Task prompt:
Your task is to transcribe the entries below exactly, from their first line down to the line containing "e.g. point(1069, 457)", and to stop there.
*** Records supplied ***
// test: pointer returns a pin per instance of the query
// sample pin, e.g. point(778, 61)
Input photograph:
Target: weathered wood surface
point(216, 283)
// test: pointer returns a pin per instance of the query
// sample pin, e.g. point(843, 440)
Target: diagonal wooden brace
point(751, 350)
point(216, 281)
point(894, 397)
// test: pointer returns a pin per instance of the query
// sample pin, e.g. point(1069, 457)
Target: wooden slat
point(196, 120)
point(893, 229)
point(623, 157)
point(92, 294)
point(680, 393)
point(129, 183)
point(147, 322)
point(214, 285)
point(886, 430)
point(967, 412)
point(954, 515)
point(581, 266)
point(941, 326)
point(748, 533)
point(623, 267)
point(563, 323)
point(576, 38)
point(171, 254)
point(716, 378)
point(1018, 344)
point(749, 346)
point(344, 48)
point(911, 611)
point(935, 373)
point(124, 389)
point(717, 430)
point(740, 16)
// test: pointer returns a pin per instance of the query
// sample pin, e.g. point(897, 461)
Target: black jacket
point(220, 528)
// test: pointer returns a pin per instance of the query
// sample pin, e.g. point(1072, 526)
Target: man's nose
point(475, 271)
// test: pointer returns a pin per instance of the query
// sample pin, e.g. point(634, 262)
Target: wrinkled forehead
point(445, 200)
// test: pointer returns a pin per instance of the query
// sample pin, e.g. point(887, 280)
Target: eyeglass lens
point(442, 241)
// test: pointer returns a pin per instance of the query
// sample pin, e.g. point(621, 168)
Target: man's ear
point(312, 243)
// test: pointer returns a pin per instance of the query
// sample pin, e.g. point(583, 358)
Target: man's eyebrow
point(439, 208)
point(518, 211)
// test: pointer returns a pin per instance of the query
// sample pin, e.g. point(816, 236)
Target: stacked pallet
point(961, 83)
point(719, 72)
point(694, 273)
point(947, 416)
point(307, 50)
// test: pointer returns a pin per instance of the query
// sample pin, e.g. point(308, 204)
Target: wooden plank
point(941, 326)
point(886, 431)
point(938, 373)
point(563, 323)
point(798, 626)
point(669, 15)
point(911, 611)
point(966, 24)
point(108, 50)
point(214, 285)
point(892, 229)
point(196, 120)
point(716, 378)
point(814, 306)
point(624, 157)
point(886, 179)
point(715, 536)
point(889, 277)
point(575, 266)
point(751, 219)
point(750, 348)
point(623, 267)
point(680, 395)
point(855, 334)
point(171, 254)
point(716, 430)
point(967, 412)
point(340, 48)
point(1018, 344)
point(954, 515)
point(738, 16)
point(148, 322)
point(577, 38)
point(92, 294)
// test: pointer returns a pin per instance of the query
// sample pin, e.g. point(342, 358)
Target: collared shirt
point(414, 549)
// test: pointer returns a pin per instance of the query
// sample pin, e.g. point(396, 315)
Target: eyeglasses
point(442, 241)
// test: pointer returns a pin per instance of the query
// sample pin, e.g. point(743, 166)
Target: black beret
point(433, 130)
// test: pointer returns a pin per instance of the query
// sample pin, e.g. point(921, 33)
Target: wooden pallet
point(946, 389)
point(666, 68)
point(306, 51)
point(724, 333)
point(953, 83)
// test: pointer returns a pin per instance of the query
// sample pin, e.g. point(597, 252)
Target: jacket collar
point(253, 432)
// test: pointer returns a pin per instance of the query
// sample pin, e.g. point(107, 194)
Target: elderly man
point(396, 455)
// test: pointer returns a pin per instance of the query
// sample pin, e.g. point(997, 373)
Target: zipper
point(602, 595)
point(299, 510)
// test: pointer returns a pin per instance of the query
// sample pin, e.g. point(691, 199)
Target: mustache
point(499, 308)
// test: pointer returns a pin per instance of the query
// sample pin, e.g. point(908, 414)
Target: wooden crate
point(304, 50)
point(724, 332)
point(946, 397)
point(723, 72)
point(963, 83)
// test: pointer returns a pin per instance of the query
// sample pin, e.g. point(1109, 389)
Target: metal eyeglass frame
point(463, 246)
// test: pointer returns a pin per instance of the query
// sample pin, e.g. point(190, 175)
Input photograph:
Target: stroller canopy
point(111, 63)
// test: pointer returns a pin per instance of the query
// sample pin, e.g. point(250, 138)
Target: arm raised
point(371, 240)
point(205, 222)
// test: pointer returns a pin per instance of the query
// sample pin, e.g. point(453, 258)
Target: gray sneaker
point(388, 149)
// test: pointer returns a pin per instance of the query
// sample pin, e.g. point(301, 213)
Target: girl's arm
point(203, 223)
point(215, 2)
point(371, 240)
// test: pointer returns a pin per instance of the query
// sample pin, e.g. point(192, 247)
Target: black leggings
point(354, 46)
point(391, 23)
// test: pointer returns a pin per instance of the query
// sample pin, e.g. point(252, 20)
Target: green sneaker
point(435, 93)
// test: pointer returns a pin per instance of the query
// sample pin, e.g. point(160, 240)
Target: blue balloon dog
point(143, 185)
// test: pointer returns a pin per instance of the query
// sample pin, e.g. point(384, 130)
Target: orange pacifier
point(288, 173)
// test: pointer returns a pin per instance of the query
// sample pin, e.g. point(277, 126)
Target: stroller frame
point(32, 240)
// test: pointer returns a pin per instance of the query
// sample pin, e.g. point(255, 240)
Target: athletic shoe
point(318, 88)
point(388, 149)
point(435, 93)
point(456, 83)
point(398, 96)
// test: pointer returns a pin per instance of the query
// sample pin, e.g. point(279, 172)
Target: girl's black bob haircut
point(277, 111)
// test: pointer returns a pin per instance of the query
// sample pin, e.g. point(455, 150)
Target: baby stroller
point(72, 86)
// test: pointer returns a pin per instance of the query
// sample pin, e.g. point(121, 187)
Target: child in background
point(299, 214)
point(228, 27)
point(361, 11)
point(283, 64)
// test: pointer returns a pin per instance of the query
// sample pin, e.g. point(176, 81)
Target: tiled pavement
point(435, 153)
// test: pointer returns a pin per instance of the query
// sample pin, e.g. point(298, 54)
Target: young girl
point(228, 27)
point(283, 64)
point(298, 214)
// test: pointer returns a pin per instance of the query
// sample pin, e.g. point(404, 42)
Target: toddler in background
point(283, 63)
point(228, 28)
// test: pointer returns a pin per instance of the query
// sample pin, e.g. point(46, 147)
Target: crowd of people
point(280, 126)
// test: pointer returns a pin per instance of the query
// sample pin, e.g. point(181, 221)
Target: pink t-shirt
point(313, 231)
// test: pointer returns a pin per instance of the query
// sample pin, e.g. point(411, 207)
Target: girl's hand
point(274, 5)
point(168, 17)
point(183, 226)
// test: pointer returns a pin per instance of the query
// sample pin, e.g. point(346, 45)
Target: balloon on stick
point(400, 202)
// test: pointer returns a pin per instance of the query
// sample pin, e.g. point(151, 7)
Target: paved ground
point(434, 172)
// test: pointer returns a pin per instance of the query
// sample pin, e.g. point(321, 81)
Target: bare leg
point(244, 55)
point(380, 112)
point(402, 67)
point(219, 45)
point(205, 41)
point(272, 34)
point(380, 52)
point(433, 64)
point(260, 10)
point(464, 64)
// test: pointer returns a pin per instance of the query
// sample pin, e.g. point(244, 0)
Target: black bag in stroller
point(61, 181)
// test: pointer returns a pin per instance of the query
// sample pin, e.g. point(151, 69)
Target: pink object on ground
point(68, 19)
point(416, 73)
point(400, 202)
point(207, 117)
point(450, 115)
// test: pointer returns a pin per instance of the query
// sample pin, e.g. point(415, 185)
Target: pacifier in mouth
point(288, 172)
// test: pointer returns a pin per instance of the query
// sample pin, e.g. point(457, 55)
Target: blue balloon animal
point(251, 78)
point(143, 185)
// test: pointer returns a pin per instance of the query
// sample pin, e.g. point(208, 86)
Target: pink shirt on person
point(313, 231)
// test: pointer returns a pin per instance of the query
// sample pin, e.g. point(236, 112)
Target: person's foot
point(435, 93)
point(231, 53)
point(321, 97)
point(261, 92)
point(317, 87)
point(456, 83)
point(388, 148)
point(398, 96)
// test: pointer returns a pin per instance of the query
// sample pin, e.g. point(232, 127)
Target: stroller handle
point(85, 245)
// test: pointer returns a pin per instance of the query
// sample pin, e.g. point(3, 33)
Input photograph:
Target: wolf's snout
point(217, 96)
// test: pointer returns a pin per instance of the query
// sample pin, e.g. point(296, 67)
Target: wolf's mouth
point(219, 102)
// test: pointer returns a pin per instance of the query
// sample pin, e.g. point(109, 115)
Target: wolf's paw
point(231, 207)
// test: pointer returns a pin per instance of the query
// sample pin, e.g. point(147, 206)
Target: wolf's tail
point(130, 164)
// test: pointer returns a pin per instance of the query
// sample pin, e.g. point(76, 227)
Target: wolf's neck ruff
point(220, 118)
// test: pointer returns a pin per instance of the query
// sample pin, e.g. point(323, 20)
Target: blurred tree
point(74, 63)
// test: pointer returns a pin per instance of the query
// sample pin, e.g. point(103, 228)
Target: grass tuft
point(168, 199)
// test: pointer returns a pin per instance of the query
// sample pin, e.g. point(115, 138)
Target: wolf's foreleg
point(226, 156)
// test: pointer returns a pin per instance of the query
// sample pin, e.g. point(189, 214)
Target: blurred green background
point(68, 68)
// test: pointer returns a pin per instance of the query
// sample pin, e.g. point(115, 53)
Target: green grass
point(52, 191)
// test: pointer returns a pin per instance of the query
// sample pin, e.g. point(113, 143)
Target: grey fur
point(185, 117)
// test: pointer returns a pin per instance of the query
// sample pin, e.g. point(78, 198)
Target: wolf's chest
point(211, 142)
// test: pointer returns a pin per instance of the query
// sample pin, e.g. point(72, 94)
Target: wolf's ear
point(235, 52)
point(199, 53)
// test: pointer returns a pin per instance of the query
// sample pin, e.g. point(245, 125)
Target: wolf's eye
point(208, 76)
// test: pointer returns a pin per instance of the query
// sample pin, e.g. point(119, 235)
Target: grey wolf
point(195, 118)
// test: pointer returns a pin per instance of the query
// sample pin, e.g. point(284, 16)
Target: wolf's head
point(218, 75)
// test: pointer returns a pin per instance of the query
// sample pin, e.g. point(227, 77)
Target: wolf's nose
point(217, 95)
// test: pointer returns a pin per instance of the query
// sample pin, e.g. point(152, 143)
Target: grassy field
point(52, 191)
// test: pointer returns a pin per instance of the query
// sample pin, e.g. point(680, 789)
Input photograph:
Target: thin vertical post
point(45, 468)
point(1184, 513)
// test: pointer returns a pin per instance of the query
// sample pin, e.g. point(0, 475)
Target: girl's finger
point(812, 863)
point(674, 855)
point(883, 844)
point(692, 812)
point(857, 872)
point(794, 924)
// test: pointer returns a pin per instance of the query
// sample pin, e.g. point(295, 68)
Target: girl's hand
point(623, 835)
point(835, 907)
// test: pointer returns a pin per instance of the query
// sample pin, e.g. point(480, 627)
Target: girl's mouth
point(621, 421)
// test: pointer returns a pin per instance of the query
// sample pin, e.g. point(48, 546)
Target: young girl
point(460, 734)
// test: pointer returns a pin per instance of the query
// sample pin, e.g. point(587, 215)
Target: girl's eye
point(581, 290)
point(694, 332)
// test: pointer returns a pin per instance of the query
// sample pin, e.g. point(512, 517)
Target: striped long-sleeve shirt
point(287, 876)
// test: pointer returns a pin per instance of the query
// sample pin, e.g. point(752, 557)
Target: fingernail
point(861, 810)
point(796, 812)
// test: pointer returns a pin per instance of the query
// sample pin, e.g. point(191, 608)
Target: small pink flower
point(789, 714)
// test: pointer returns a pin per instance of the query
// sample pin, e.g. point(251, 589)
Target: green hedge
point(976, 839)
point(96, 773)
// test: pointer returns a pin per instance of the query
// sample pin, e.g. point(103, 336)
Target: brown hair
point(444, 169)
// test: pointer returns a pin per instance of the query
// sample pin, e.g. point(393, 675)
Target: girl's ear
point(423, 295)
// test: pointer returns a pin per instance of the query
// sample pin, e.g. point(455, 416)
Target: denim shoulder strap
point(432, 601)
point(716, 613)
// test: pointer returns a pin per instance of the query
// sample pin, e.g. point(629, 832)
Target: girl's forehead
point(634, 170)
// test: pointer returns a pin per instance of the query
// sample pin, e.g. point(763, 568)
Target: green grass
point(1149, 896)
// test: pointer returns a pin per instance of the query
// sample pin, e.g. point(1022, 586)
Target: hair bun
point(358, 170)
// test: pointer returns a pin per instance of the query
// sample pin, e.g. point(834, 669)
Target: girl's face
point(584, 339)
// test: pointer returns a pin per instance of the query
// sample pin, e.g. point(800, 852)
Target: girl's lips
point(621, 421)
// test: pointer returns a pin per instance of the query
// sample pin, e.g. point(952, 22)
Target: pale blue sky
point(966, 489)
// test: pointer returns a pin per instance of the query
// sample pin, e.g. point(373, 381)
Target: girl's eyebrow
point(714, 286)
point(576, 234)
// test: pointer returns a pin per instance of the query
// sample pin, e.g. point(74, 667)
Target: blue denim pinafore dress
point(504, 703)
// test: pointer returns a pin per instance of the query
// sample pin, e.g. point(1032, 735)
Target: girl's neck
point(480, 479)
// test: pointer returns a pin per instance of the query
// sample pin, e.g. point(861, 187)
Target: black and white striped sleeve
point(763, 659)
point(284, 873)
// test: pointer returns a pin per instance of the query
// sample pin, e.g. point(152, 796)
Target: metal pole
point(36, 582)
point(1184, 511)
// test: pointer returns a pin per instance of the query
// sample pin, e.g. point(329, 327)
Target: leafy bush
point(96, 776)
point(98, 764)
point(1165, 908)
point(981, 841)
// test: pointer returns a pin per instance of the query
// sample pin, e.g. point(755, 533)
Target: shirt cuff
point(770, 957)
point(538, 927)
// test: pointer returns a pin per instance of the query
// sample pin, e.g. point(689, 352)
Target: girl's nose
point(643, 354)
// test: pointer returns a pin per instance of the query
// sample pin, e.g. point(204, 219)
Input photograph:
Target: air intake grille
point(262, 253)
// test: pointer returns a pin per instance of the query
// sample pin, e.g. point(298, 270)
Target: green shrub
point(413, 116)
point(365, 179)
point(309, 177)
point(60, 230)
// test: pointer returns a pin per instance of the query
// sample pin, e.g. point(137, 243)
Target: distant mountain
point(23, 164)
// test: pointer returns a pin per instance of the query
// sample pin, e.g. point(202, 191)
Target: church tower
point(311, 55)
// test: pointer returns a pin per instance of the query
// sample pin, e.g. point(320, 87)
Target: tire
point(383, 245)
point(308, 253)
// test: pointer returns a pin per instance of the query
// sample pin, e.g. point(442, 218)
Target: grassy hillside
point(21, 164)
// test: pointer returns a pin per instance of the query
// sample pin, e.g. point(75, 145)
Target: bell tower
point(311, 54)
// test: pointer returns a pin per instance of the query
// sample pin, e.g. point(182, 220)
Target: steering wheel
*** End of Records supplied ***
Exercise answer:
// test: pointer returns a pin per instance of the query
// sample pin, e.g. point(778, 61)
Input photograph:
Target: weathered wood surface
point(216, 283)
// test: pointer returns a pin per instance of the query
// sample pin, e.g. point(843, 440)
Target: diagonal wooden brace
point(751, 350)
point(216, 281)
point(894, 397)
// test: pointer returns a pin per instance of the query
// sample pin, e.g. point(1069, 457)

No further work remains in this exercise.